Work instructions:
Answer these questions about the passage on the 1068 pumpkin seed.
1. What title did the string of complaint messages on the BigPumpkins.com message board carry?
2. What did Ron and his dad believe was causing growers' germination problems?
3. Which offspring of the 1068 was the 2004 Topsfield Fair champion?

Passage for review:
The reputation of the Wallace seed seemed to be going downhill fast as a litany of complaints erupted into a public discussion on the BigPumpkins.com message board. In a string of messages titled "Problems with the 1068," several growers groused that the seed was a dud. "It sounds like there have been a lot of failures at germinating it this year," wrote one Utah grower who'd had trouble with it. "I know that I didn't do anything wrong." Another grower called the seed "a finicky bugger," noting his own difficulties. "The 1068 was worst seed I've germinated so far," wrote a California grower—out of 20 seeds he started, it was the only one that wouldn't sprout.
Ron read the complaints on the board and silently steamed. He and his dad believed the growers were having problems because they were trying to germinate the 1068 at lower temperatures. Worse, they suspected some were trying to sprout the seed with the despised paper towel method. "For the 1068, it won't work," Ron said. In any case, the criticism didn't seem fair. There were always going to be some seeds that didn't pop—there's a natural and expected failure rate. But a few disappointments were being exaggerated because of all the attention focused on the seed. A lot of top growers had banked on putting a 1068 in the ground that year. Ron estimated there were 106 8
s in the hands of more than 50 growers in 2006, most of whom would be trying to grow it. But some were unlucky, and some just weren't careful enough.
Ron was willing to try to help anybody who called or e-mailed him privately about a problem. But he resisted posting a defense on the message board. He'd had bad experiences there in the past when other growers—strangers—had taken his comments the wrong way. And he was appalled at some of the pettiness and backbiting he occasionally saw breaking out. "On the computer, everybody's ten feet tall," he observed. "Whenever you put something in writing, it can be interpreted fifteen different ways." But BigPumpkins.com was the official grapevine for pumpkin growers, and Ron worried about the effect all the chatter might have on the reputation of the 1068.
So Dick tackled the problem. Dick's view of the Internet was entirely different from his son's. He saw it as a chance to reach out to growers across the country and to make a big impact with just a few words. He logged on to the message boards regularly, mostly to dispense advice, respond to questions, and offer encouragement spiced with heavy doses of his cornball humor.
Dick sprang to the defense of the 1068, reminding the growers that the seed had been responsible for an impressive slate of monster pumpkins in 2005, and had been a big contributor to the Southern New England growers' success that year. He rattled off some of its proud progeny: the 1333 Connolly, the 1312 Sperry, the 1253 Sperry (the 2004 Topsfield Fair champion), and the 1201.5 LaRue (2005 winner of the "Terminator" weigh-off in Oregon). Not to mention, he added, the two pumpkins he and Ron had lost to rot just before the 2005 weigh-off, both estimated to be more than 1,300 pounds at the time of their demise.

[Collection entries]
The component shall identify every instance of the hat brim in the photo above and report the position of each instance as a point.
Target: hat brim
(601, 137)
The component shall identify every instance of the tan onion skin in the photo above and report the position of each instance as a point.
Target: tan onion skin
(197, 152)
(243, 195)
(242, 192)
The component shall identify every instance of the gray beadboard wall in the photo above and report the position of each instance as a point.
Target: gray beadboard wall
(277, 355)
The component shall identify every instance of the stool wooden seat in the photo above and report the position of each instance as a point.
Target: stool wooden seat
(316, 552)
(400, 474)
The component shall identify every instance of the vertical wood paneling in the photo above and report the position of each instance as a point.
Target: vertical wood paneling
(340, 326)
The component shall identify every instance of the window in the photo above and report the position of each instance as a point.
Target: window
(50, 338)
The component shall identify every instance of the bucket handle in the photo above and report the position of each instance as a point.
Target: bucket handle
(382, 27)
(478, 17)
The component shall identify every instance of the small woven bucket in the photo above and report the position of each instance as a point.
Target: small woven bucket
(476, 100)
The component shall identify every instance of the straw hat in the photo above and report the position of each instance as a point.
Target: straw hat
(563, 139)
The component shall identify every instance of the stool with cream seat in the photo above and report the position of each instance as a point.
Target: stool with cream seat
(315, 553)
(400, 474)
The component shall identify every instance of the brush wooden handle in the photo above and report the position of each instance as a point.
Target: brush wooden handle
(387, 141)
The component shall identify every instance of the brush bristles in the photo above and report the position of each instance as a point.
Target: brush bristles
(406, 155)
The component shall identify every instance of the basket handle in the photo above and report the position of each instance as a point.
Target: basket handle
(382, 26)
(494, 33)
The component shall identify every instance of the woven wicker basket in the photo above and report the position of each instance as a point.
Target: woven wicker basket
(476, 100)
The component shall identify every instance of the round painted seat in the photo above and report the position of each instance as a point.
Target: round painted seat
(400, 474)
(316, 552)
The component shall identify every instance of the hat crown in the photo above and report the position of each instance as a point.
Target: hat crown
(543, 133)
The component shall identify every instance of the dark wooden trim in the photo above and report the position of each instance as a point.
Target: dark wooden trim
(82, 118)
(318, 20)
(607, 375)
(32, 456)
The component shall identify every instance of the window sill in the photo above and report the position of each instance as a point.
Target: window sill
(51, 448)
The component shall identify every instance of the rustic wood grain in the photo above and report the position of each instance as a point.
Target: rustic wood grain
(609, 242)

Completed exercise:
1. "Problems with the 1068"
2. The growers were trying to germinate the 1068 at lower temperatures.
3. The 1253 Sperry